WHAT IS NEEDED: The lines to copy run from the one containing "Target: lizard head" to the very end of the records; give them exactly, and only them, without pictures.
[[ EXERCISE DATA open ]]
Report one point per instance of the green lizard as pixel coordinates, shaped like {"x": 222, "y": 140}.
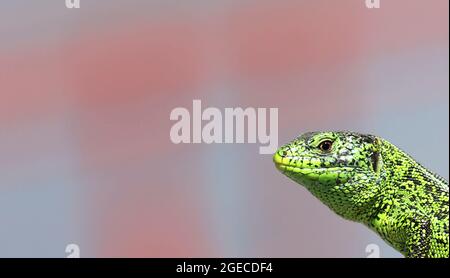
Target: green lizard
{"x": 366, "y": 179}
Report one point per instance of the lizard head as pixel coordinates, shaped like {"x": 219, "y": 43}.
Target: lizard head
{"x": 339, "y": 168}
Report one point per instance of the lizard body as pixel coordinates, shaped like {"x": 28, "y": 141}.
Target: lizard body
{"x": 366, "y": 179}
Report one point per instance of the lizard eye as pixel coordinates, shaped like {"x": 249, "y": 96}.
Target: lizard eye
{"x": 326, "y": 145}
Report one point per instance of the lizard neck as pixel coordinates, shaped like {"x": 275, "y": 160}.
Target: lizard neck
{"x": 407, "y": 187}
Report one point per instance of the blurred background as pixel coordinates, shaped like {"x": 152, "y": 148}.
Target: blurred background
{"x": 86, "y": 94}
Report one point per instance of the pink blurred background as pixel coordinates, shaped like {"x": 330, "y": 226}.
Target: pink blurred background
{"x": 86, "y": 94}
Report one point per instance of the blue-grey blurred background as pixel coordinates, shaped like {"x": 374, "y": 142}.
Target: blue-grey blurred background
{"x": 85, "y": 98}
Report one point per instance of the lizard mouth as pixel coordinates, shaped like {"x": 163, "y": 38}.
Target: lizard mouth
{"x": 303, "y": 170}
{"x": 287, "y": 166}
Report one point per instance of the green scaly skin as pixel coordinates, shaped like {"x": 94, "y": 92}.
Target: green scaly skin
{"x": 366, "y": 179}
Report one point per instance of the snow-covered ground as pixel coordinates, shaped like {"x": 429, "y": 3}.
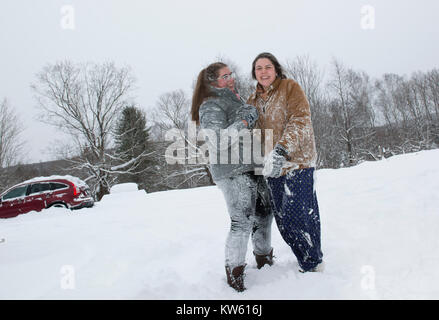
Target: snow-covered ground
{"x": 379, "y": 240}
[[ EXERCISE DATA closed ]]
PROBLEM SOLUTION:
Target: lizard head
{"x": 339, "y": 168}
Report one point per instance of the lizard body as pixel coordinates, shaped like {"x": 28, "y": 141}.
Target: lizard body
{"x": 366, "y": 179}
Report one point per instance of the lizard eye as pixel coordinates, shaped like {"x": 249, "y": 96}.
Target: lizard eye
{"x": 326, "y": 145}
Report one point per instance of the lizard neck as pixel coordinates, shaped like {"x": 275, "y": 160}.
Target: lizard neck
{"x": 407, "y": 187}
Report one point per instance of the blurred background as pixel coordinates, shaped like {"x": 152, "y": 148}.
Target: blurred background
{"x": 86, "y": 94}
Report one point per instance of the pink blurred background as pixel coordinates, shaped like {"x": 330, "y": 226}.
Target: pink blurred background
{"x": 86, "y": 94}
Report one point per instance of the blue-grey blurred background as pixel coordinates, shaped like {"x": 374, "y": 142}.
Target: blue-grey blurred background
{"x": 85, "y": 98}
Report one point per instance of the lizard mouth as pixel coordinates, shaped like {"x": 163, "y": 38}.
Target: lizard mouth
{"x": 303, "y": 170}
{"x": 287, "y": 166}
Report one point per instance of the green scaly skin as pixel coordinates, shaped like {"x": 94, "y": 92}.
Target: green scaly skin
{"x": 366, "y": 179}
Report one point per instance of the snow-covered ground as pixel coordinates, shaped like {"x": 429, "y": 3}.
Target: snow-covered ground
{"x": 379, "y": 240}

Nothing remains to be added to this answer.